Task a:
Answer these questions about the post on snowboard protective gear:
(i) Which sport is the writer switching to this year?
(ii) What headgear does the writer plan to keep using?
(iii) Which elbow protection did the writer come across on Dainese's site?

I'm switching over from skiing to boarding this year and got to thinking about body armor.

Quite apart from protecting me from serious injury I'm getting older so I can't take the knocks like I used to

And one of my friends blew out last season, right at the start, in the dumbest/unluckiest accident (on piste, super conditions).

So this year I'm thinking "why not max out on protective gear?"

Like I said I'm new to boarding - the first thing I looked at, just because I'd seen others wearing them, was something like a Dainese full coat.

But then I thought what's this for - surely the back protector must be about protecting you from banging your spine off a rail (or crazy off piste terrain).

I don't see myself as a park boarder and I'm certainly not going to be doing any crazy off piste.

So is altogether more mundane gear what I should be looking at?

What would you recommend? Elbow guards, knee guards, shin guards, anything else?

(It's a given that I'll stick with my trusty ski helmet)

I was looking at Dainese's site and came across:
1. Modular impact shorts,
2. Snow knee guard air (appear to include shin guard),
3. Elbow guard lite air.

Task b:
Scale everything in the listing below from the line containing "Task: point out each instance of the eyeglasses" down to the end of the listing, both ends included. Reproduce those lines with the requests kept, multiplying each coordinate in the answers by 1.9 and rounding to whole numbers with halves rounded up, and return only those lines.

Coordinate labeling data
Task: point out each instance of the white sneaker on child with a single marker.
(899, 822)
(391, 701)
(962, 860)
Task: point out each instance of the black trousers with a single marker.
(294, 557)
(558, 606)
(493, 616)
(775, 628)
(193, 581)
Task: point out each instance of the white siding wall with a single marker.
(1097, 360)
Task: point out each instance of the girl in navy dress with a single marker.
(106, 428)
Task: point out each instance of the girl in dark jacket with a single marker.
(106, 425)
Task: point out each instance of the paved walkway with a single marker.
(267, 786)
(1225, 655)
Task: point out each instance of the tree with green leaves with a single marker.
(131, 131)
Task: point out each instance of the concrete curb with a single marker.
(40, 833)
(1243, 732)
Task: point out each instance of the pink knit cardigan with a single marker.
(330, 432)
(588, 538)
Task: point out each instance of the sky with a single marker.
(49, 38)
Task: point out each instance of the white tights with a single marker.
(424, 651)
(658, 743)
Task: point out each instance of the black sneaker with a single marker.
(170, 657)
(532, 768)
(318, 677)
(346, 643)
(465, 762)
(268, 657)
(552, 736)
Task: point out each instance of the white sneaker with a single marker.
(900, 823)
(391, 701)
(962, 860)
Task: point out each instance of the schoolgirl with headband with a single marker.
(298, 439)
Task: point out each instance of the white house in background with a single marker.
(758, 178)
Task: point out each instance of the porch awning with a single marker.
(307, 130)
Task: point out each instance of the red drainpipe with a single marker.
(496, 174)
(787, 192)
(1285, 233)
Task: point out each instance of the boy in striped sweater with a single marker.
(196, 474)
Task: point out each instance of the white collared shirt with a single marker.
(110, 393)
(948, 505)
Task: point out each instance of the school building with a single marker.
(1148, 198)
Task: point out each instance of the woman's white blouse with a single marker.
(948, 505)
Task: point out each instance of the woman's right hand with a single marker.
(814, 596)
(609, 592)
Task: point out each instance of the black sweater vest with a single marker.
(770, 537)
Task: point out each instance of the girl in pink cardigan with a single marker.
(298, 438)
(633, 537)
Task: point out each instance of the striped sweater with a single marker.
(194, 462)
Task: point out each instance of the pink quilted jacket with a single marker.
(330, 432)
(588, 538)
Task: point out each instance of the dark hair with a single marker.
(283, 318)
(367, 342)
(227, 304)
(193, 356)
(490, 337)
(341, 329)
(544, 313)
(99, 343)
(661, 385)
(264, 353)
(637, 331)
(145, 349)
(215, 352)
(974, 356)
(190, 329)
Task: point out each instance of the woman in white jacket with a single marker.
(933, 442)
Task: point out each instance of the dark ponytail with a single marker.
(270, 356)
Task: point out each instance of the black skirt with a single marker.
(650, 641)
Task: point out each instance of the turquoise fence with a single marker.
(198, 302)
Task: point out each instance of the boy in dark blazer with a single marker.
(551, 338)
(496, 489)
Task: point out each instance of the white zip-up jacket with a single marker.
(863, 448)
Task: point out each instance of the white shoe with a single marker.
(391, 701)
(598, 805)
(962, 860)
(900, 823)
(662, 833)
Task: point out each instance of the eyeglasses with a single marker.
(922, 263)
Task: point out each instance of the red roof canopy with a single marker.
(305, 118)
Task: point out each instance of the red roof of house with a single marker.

Exercise result a:
(i) Boarding (snowboarding), switching over from skiing.
(ii) Their trusty ski helmet.
(iii) The Elbow guard lite air.

Exercise result b:
Task: point out each instance of the eyeglasses with a single marker.
(1752, 500)
Task: point out each instance of the red roof canopy with a single marker.
(580, 224)
Task: point out each instance of the red roof of house with a single marker.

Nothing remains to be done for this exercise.